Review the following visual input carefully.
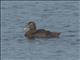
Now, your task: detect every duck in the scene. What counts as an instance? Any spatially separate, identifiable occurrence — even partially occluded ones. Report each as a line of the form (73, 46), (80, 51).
(24, 21), (61, 39)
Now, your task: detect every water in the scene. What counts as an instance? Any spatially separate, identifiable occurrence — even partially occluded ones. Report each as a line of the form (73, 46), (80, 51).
(1, 1), (80, 60)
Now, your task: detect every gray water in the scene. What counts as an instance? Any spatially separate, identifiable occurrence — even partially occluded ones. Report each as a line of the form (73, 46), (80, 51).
(1, 1), (80, 60)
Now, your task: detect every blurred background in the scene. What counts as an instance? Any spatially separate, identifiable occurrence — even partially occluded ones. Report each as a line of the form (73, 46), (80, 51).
(1, 1), (80, 60)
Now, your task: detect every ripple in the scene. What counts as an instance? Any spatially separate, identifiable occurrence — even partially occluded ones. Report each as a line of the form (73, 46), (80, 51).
(65, 35), (76, 37)
(68, 30), (77, 33)
(71, 42), (80, 45)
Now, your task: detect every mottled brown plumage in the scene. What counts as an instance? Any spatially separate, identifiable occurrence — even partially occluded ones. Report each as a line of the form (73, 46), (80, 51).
(25, 21), (60, 39)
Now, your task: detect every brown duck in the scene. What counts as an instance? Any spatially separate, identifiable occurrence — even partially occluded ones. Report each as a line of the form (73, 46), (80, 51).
(24, 21), (60, 39)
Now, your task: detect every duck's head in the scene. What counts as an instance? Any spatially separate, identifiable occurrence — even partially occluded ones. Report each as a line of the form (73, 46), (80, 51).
(24, 21), (36, 31)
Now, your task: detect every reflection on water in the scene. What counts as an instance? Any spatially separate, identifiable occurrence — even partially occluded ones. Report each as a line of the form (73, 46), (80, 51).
(1, 1), (80, 60)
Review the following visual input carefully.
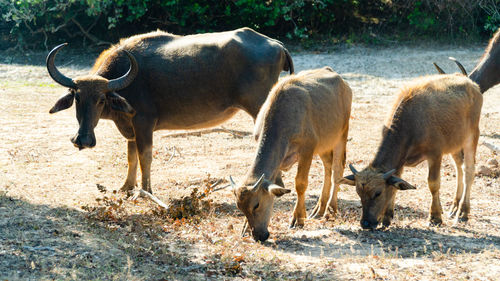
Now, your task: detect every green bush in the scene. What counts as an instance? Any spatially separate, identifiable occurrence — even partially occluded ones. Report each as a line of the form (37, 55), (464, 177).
(0, 0), (500, 49)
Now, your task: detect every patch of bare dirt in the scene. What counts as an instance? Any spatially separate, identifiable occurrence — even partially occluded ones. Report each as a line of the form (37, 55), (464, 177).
(0, 43), (500, 280)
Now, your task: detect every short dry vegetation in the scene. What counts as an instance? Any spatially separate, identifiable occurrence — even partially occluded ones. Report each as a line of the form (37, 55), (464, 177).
(0, 43), (500, 280)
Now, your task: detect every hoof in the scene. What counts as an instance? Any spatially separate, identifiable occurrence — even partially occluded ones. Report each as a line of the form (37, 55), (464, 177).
(457, 213), (469, 223)
(448, 206), (458, 219)
(429, 218), (443, 227)
(289, 218), (304, 229)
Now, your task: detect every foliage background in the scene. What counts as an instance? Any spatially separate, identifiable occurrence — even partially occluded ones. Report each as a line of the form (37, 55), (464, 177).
(0, 0), (500, 49)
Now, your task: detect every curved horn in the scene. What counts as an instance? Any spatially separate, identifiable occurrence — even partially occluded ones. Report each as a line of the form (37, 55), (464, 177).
(382, 169), (396, 180)
(108, 50), (139, 91)
(349, 164), (358, 175)
(46, 43), (76, 89)
(432, 62), (446, 74)
(448, 57), (467, 76)
(253, 174), (264, 190)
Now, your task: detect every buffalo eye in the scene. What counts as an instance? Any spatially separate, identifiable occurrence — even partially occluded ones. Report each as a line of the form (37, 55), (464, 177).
(253, 203), (259, 211)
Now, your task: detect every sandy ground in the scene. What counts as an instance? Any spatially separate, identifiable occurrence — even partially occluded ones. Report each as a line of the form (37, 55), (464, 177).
(0, 45), (500, 280)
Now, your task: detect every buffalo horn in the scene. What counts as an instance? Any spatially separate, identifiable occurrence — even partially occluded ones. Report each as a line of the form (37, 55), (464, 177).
(46, 43), (76, 89)
(241, 219), (248, 237)
(349, 164), (358, 175)
(108, 50), (139, 91)
(253, 174), (264, 190)
(449, 57), (467, 76)
(432, 62), (446, 74)
(382, 169), (396, 180)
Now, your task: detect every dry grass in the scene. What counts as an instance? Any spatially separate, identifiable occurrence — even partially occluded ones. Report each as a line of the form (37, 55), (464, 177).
(0, 44), (500, 280)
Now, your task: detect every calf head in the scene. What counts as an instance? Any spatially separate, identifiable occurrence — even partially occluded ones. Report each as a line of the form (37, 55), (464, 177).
(47, 43), (138, 149)
(231, 175), (291, 241)
(340, 164), (416, 229)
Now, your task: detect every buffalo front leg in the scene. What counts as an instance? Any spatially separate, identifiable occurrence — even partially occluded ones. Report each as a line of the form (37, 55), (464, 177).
(309, 151), (333, 218)
(120, 140), (137, 192)
(382, 191), (396, 227)
(135, 122), (153, 193)
(290, 146), (313, 228)
(427, 155), (443, 225)
(328, 138), (347, 216)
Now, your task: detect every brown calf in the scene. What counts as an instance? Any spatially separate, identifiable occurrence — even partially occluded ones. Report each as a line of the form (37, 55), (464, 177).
(342, 74), (483, 229)
(232, 67), (352, 241)
(434, 28), (500, 93)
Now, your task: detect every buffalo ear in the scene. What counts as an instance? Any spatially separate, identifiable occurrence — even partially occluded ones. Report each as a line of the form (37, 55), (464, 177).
(269, 184), (292, 197)
(106, 92), (135, 115)
(386, 176), (417, 190)
(49, 93), (75, 114)
(339, 175), (356, 186)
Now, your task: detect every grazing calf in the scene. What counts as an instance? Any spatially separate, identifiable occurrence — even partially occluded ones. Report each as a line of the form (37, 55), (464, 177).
(342, 75), (483, 229)
(231, 67), (352, 241)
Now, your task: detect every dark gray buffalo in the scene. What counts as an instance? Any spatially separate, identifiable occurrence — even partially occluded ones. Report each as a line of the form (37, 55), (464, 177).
(47, 28), (293, 192)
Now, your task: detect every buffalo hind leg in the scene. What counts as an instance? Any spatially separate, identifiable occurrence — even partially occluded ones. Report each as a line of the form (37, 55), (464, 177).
(427, 155), (443, 225)
(290, 145), (314, 228)
(274, 171), (285, 187)
(448, 150), (464, 218)
(456, 129), (479, 222)
(120, 140), (137, 192)
(382, 194), (396, 228)
(309, 151), (333, 218)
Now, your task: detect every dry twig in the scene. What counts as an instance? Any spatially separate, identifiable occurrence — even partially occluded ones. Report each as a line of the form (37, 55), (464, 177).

● ● ●

Collect every line of the items above that contains the word "calf", matching its case exactly.

Now, your task: detect every calf head in the scene. What counts as an instance? Any spatially separate, identifiable occurrence — even partially occluded ones. Report each as a line of the form (37, 55), (464, 177).
Now, your task: detect every brown calf in the scene. What counts as an instance? Any spatially separate, identifiable occurrence — even partially occluded ones. Report each as a line of the form (37, 55), (464, 177).
Now, your task: detect every grazing calf in the scene. What counts as an instance? Any spatially separate, identifiable occurrence — even partially occluded ones. Report each as a line of the form (37, 55), (464, 177).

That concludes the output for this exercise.